Look through the data below. Pick out the lines holding the string "shipping".

• **Collected data**
******

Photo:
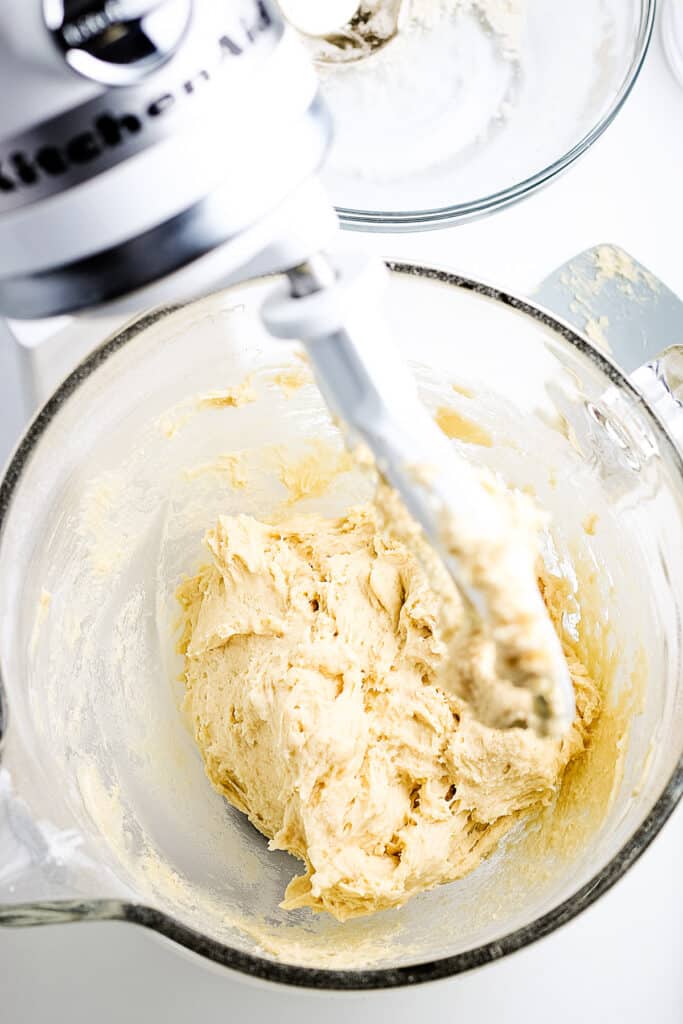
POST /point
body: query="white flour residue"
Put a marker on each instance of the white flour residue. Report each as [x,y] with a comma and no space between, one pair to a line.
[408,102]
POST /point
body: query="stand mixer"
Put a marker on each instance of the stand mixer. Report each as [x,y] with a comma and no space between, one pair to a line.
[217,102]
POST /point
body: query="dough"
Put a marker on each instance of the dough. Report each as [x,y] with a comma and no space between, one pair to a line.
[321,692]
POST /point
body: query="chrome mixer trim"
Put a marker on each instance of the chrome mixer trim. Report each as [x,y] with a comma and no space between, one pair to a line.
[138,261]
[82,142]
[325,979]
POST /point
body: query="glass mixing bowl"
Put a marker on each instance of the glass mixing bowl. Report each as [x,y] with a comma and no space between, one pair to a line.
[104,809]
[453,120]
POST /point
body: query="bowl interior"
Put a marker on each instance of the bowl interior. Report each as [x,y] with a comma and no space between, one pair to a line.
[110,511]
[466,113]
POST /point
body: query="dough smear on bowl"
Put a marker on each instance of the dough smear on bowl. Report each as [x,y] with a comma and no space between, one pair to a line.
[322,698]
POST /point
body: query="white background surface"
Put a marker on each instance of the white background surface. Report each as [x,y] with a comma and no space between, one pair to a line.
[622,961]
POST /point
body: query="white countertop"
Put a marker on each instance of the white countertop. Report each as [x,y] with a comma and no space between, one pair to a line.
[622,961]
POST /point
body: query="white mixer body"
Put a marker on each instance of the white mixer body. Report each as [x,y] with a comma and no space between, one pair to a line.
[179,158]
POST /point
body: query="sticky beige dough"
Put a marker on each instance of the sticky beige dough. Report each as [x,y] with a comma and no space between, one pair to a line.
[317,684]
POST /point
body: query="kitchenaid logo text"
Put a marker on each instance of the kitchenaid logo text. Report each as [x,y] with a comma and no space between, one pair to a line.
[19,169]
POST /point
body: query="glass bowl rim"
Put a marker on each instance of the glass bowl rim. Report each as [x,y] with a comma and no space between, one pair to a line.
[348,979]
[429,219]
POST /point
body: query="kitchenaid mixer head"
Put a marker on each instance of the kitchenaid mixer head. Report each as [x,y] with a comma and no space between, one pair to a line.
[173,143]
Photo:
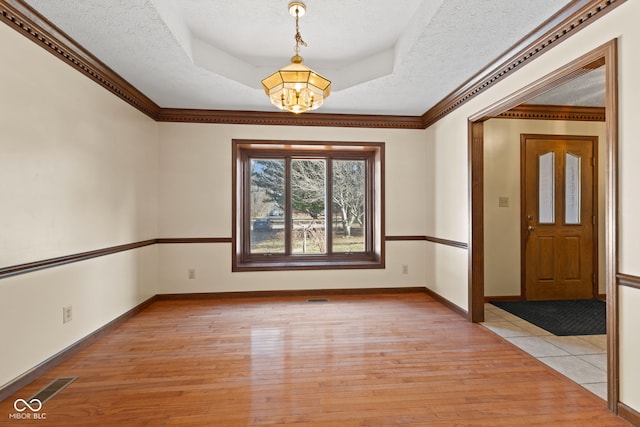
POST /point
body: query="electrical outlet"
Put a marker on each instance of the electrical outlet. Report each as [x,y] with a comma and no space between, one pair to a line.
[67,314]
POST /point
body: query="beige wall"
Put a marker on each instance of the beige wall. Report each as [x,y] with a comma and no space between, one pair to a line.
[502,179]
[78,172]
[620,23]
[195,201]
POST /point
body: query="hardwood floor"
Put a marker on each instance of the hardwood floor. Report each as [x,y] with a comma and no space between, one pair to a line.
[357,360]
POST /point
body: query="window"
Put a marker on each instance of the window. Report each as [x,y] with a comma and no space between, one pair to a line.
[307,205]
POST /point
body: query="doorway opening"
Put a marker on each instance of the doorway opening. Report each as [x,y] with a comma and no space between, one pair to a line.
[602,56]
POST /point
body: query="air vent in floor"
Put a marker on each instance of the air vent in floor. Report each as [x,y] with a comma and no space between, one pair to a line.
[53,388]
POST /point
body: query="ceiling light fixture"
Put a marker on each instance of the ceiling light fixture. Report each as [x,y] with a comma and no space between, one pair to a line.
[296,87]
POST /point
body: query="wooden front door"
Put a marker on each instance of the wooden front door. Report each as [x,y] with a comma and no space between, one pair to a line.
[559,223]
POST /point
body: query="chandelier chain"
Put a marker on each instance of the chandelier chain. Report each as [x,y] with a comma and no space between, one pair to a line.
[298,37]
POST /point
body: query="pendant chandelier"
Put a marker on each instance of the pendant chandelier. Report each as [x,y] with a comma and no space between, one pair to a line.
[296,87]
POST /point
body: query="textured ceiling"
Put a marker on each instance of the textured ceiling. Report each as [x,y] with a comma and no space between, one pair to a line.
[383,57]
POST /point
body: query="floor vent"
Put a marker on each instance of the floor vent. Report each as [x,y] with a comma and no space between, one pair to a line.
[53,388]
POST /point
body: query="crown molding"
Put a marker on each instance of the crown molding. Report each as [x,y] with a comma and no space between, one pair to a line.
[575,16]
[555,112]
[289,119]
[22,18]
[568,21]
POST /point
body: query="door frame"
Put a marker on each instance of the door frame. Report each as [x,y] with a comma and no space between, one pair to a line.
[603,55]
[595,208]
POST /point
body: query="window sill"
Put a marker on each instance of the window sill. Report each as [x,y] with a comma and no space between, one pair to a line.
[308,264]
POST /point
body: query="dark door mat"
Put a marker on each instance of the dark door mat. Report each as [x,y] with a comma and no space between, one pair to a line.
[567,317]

******

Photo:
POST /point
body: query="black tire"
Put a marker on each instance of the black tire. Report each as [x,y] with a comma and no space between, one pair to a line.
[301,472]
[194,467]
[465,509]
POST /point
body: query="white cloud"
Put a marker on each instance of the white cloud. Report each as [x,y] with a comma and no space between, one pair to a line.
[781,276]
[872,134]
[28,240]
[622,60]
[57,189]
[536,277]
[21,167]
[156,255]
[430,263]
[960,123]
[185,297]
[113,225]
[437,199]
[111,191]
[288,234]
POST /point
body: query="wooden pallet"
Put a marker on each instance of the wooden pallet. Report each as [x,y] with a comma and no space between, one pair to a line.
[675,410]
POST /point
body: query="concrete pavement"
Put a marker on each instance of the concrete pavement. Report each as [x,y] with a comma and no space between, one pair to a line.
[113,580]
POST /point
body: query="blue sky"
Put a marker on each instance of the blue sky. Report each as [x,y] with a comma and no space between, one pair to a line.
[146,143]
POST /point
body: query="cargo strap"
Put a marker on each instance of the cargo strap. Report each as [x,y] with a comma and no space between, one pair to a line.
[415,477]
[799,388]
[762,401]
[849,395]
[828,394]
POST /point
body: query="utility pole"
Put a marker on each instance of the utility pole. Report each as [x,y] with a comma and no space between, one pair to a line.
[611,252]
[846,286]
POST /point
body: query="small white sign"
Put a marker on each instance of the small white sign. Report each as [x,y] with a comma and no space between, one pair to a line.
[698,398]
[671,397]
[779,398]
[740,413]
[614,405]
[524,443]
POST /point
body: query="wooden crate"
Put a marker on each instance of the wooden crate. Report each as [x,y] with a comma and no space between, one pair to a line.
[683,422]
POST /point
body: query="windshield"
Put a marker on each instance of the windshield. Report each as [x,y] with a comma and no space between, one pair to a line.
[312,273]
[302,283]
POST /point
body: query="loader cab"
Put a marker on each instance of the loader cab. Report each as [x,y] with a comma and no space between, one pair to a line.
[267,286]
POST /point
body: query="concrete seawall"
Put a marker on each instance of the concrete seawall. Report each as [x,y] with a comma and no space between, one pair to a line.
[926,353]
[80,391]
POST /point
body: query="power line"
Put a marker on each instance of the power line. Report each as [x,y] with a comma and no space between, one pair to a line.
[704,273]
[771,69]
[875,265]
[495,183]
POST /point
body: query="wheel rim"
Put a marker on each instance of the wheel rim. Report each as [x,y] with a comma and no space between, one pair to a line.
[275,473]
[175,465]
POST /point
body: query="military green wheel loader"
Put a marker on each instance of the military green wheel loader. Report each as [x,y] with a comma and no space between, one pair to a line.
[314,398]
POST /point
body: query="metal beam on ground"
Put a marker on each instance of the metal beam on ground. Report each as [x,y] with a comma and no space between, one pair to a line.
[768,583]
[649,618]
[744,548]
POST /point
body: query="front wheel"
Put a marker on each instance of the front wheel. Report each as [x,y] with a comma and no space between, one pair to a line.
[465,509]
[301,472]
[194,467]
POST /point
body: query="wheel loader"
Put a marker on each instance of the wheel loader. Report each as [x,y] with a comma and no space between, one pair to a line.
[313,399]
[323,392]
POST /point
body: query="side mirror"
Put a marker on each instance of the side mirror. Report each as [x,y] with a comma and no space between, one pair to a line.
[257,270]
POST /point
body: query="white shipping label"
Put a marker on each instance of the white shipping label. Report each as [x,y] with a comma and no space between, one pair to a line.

******

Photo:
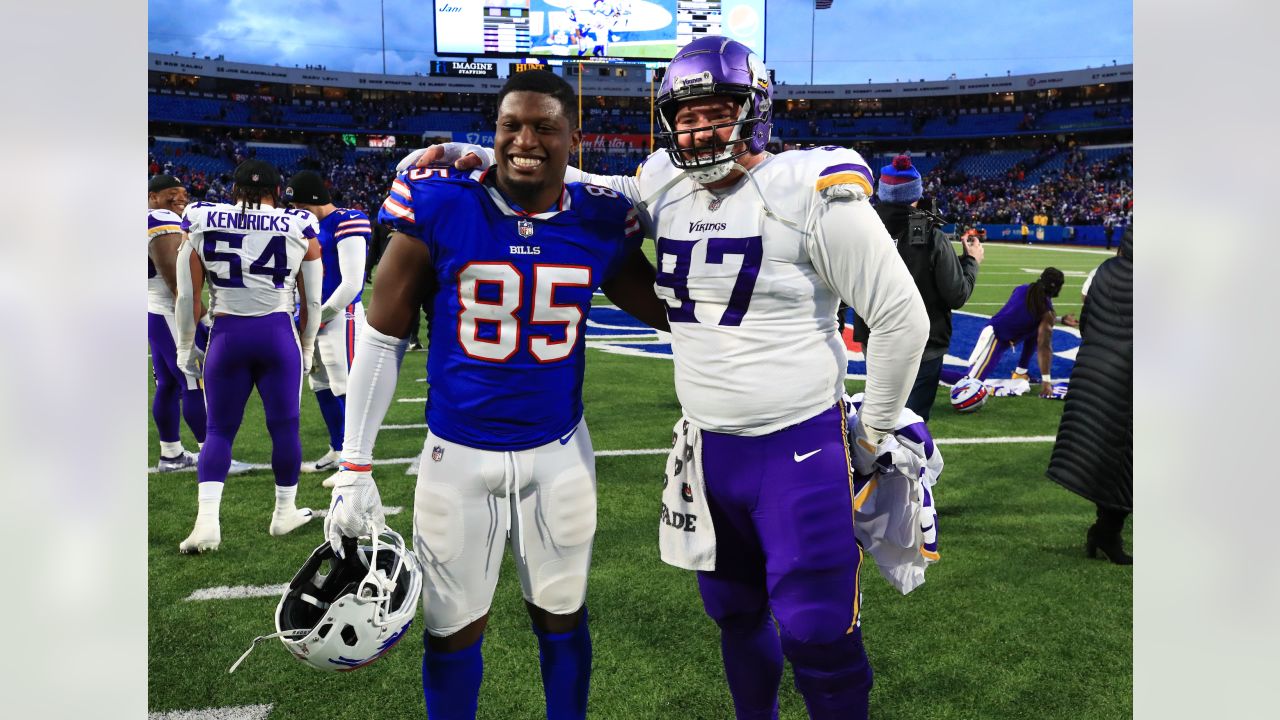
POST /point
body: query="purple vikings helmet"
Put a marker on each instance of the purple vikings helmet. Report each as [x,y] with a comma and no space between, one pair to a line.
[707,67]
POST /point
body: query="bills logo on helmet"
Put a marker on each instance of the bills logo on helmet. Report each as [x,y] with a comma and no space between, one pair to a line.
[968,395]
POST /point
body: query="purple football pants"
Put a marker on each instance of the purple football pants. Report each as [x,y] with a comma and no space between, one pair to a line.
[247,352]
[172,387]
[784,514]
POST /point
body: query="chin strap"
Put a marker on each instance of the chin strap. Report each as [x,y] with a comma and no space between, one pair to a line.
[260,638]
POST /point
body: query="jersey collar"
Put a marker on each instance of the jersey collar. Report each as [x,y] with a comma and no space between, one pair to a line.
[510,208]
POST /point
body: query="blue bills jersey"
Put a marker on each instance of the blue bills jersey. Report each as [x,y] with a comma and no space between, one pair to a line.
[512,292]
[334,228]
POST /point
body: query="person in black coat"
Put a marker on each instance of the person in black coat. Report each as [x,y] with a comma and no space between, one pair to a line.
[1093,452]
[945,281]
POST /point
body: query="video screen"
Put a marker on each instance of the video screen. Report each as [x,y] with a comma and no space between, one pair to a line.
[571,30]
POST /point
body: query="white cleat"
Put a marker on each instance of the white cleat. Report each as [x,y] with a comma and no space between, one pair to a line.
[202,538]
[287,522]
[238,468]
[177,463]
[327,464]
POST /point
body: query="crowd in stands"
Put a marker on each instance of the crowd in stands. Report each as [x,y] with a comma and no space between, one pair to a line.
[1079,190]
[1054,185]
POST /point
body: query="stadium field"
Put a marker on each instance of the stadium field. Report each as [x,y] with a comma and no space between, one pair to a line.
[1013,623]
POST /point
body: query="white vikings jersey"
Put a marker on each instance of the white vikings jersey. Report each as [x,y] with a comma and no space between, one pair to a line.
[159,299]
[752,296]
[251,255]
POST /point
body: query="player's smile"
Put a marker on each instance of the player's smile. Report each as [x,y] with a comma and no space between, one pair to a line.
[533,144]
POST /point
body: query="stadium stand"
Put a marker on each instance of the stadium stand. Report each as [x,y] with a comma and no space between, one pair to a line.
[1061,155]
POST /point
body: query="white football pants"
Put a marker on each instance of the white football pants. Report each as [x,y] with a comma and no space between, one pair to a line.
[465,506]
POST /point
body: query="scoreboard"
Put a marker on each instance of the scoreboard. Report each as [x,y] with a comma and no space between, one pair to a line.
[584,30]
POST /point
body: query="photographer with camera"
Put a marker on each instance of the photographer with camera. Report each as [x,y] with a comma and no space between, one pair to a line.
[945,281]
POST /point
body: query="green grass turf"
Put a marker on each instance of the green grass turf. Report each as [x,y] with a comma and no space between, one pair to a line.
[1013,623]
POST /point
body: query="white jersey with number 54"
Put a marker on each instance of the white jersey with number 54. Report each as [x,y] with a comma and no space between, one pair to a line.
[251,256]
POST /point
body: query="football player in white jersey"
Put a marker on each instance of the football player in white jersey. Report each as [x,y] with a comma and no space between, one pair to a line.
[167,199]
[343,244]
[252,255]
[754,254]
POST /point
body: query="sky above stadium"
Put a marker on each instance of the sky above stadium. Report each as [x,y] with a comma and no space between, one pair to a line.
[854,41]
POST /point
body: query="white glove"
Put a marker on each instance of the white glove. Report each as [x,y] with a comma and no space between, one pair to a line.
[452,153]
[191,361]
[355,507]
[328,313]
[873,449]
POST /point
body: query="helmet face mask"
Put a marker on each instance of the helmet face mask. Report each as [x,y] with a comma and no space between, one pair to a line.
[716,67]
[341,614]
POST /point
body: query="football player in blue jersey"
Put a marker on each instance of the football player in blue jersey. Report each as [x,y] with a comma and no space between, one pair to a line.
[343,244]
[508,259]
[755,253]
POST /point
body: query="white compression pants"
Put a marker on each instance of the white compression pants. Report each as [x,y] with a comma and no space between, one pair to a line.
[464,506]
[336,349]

******

• **EXERCISE ANSWER**
body: query="white shipping label"
Put a marker on each instance of the white shipping label. Report each as [x,y] with a comma and no space between, one pair to a line.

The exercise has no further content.